Directive A =>
In the article on insider selling and the S&P 500, how many days did the index go without touching its 50-day moving average before the downturn?
Directive B =>
Please write the next part of the article on insider selling and the S&P 500, starting after its final sentence.
** BEGIN Passage **
Insider Selling Happened Before this Pullback | Next S&P 500 Index Leg Up Coming?

Share:

In March 2024, a significant trend emerged as notable corporate insiders like Jeff Bezos, Mark Zuckerberg, and Peter Thiel strategically sold substantial amounts of their stock holdings. This occurred just before a meaningful downturn that saw the stock market lose approximately 6% of its value, wiping out around $2 trillion in market capitalization within weeks. Despite the pullback, the bullish structure of the S&P 500 index was still maintained. This article explores the context and implications of the insider sales, examining how insider behaviors can serve as a barometer for upcoming market shifts, and anticipates the next market move.

Historical Context of Insider Selling

Corporate insiders have often been able to time their stock transactions with an uncanny precision that typically precedes major market shifts. This pattern is not new, for instance, the heavy insider selling observed in 1999 and 2021 foreshadowed significant market drops of 25% and 50% respectively. In early 2024, our analysis highlighted an unusual spike in insider selling, indicating a that the market was nearing a correction. These insights were crucial for our members, suggesting a cautious approach to what appeared to be an overheated market.

Insider Selling

Reasons Behind Insider Selling

Insiders may sell shares for various reasons, sometimes unrelated to their forecasts of stock market downturns. These include personal financial planning, diversification of assets, and sometimes regulatory or contractual obligations. However, in scenarios like March 2024, the alignment of insider selling with other market indicators suggests a more calculated decision based on expected market dynamics. 3 key reasons why insiders typically sell are:

  1. Valuation Concerns: Often, insiders sell their holdings if they believe their company’s market valuation exceeds its intrinsic value based on future earnings potential.
  2. Anticipating Corporate Performance: Insider access to forthcoming quarterly performance data and other business-related developments can prompt selling if the projections are not favorable.
  3. Market Sentiment: At times, insiders might assess the overall market sentiment as overly optimistic, choosing to sell before a corrective downturn materializes.

Insider selling reasons

Overheated S&P 500 Index Was Due for a Correction

Prior to the downturn, the S&P 500 exhibited signs of overextension, having gone 154 days without touching its 50-day moving average – an unusually long streak by historical standards. This was a clear signal that the market might be due for a correction, a hypothesis supported by the eventual market behavior.
** END Passage **
** BEGIN Information supplied **
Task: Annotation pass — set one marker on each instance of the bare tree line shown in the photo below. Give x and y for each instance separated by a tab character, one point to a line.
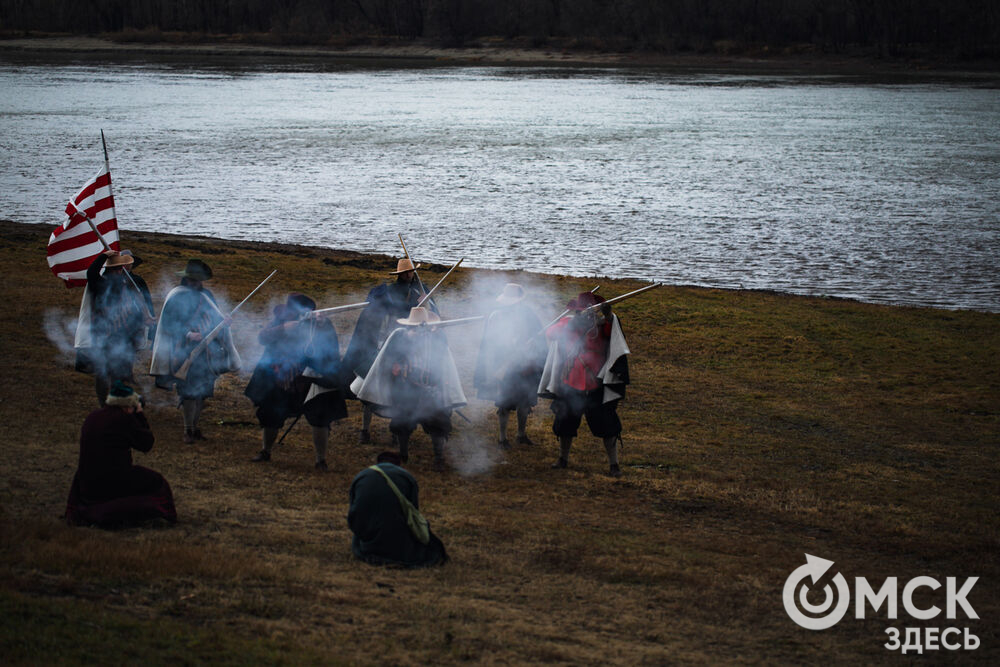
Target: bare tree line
** END Information supplied **
Reply A =>
154 days.

Reply B =>
S&P 500 Index

Rising Interest Rates and Their Impacts

Another critical factor was the swift rise in yields, with the 2-year yield escalating from around 4% in January to 4.7% by March. This increase reversed the lower interest rate environment that had previously fueled a substantial rally from October 2023 to January 2024. The divergence between market pricing and interest rate expectations was stark, further indicating potential market stress. Eventually, market participants priced in the rise in yields as the S&P 500 index saw a 6% correction.

2 year treasury yield

Divergence in Market Breadth

The breadth of the market, or the number of stocks trending above their 50-day moving averages, also showed us a major warning signal. While 90% of stocks were above their 50-day moving average in late 2023, by March 2024, this had decreased to about 75%. However, during this period, the market continued to make new highs. This divergence between market breadth and the S&P 500 index was another indicator suggesting a weakening in the ongoing rally and the potential of a pullback.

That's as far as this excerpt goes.